The whole listing, except its pictures, is to be repeated exactly.

════════

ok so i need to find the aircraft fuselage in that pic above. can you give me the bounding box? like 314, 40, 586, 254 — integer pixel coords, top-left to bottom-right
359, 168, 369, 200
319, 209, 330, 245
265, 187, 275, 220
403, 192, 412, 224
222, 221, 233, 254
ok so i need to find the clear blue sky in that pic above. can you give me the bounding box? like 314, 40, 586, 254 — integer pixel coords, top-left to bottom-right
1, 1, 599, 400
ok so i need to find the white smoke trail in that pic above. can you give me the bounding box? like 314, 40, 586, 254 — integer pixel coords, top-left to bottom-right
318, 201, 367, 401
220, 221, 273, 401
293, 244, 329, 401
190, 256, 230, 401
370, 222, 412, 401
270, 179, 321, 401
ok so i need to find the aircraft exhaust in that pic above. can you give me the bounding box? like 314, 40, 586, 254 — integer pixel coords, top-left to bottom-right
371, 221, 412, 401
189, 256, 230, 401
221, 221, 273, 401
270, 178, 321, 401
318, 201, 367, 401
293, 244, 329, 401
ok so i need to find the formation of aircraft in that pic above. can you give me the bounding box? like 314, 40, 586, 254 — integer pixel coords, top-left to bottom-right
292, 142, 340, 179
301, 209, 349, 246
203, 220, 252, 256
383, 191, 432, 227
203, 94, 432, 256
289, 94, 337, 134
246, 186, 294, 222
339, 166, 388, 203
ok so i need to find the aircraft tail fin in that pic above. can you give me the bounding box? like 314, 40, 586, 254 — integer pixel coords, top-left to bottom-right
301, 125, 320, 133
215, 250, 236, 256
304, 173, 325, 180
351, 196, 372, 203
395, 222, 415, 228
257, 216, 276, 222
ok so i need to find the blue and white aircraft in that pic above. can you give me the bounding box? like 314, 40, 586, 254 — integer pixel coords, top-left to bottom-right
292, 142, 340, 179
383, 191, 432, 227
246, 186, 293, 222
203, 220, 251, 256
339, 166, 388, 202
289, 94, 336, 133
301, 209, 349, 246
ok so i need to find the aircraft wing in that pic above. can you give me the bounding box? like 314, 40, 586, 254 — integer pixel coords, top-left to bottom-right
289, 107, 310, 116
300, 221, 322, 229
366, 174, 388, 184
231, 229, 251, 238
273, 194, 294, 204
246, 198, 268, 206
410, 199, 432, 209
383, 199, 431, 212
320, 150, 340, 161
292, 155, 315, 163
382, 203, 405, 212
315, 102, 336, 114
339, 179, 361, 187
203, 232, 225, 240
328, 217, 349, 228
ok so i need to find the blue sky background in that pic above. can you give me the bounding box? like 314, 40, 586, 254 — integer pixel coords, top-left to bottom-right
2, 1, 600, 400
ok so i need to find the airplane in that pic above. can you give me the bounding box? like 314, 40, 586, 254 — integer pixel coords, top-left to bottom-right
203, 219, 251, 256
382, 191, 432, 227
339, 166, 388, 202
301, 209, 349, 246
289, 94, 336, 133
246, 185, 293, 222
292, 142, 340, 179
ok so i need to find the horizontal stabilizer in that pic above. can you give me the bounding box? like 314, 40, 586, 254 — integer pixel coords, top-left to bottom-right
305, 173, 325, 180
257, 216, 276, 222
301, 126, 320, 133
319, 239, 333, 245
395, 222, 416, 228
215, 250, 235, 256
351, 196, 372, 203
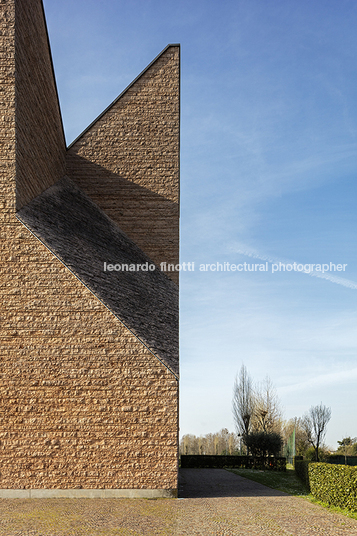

════════

_RESULT BELOW_:
ok so i need to find the aircraft fuselage in that pic above. can you give me the bounding box? like 314, 40, 586, 254 — integer pixel coords, top-left to bottom-right
359, 168, 369, 200
319, 209, 330, 245
265, 187, 275, 220
403, 192, 412, 224
222, 221, 233, 254
ok so i need to find the clear blue sky in that pic above. can you give me the bounding box? like 314, 40, 586, 254 — integer pixel coords, top-left to bottom-right
1, 1, 599, 400
ok so i need to find the white smoke trail in that pic above. can you give me the bounding box? like 314, 40, 586, 254 — integer pixel coords, top-left to bottom-right
318, 201, 367, 401
220, 221, 273, 401
293, 244, 329, 401
190, 256, 230, 401
370, 222, 412, 401
270, 179, 321, 401
ok so i need to find the aircraft exhaust in that pic above. can you give me the bounding box? like 314, 40, 586, 254 — integer pixel coords, top-left to bottom-right
371, 221, 412, 401
189, 256, 230, 401
221, 221, 273, 401
270, 178, 321, 401
318, 201, 367, 401
293, 244, 329, 401
ok so i need to find the formation of aircraft in that pic above. can you give me the bounding box? like 314, 40, 586, 254 — integer pixel coords, top-left to bottom-right
292, 142, 340, 179
301, 209, 349, 246
203, 220, 252, 256
383, 191, 432, 227
203, 94, 432, 256
289, 94, 337, 134
246, 186, 294, 222
339, 166, 388, 203
ok so i need to find the aircraft tail fin in that pic above. can you give me the bounding box? like 314, 40, 586, 254 — integer pixel coords, top-left to bottom-right
301, 125, 320, 133
215, 250, 236, 256
304, 173, 325, 180
351, 196, 372, 203
395, 222, 415, 228
257, 216, 276, 222
ok so i need to find the blue and white aircraft in that pic above. can you give me the bounding box? like 314, 40, 586, 254 — integer pixel coords, top-left to bottom-right
292, 142, 340, 179
383, 191, 432, 227
246, 186, 293, 222
203, 220, 251, 256
339, 166, 388, 202
289, 94, 336, 133
301, 209, 349, 246
ok so i need to find the aircraft wing in that pic above. can you give me the bounding box? like 314, 40, 586, 254 — integer pixel coords, top-left to bottom-right
289, 107, 310, 116
300, 221, 322, 229
366, 174, 388, 184
231, 229, 251, 238
273, 194, 294, 204
246, 198, 268, 206
410, 199, 432, 209
383, 199, 431, 212
320, 150, 340, 161
292, 155, 315, 163
382, 203, 405, 212
315, 102, 336, 114
339, 179, 361, 187
203, 232, 225, 240
328, 217, 349, 228
ok so i need to find the blue sky background in that pic above. can you give me the bounding box? like 314, 40, 586, 254 — integer pixel coords, top-left to bottom-right
2, 1, 600, 400
ok so i need to find the airplane in that pic above. can you give me the bounding box? like 314, 40, 586, 254 — integer pixel coords, top-left to bottom-right
203, 219, 251, 256
382, 191, 432, 227
339, 166, 388, 202
301, 209, 349, 246
289, 94, 336, 133
246, 185, 293, 222
292, 142, 340, 179
ok so i need to find the horizontal stabilizer in that pic above. can you give me the bounding box? like 314, 40, 586, 254 — integer pixel coords, top-left to bottom-right
305, 173, 325, 180
257, 216, 276, 222
301, 126, 320, 133
319, 239, 333, 245
395, 222, 416, 228
215, 250, 235, 256
351, 196, 372, 203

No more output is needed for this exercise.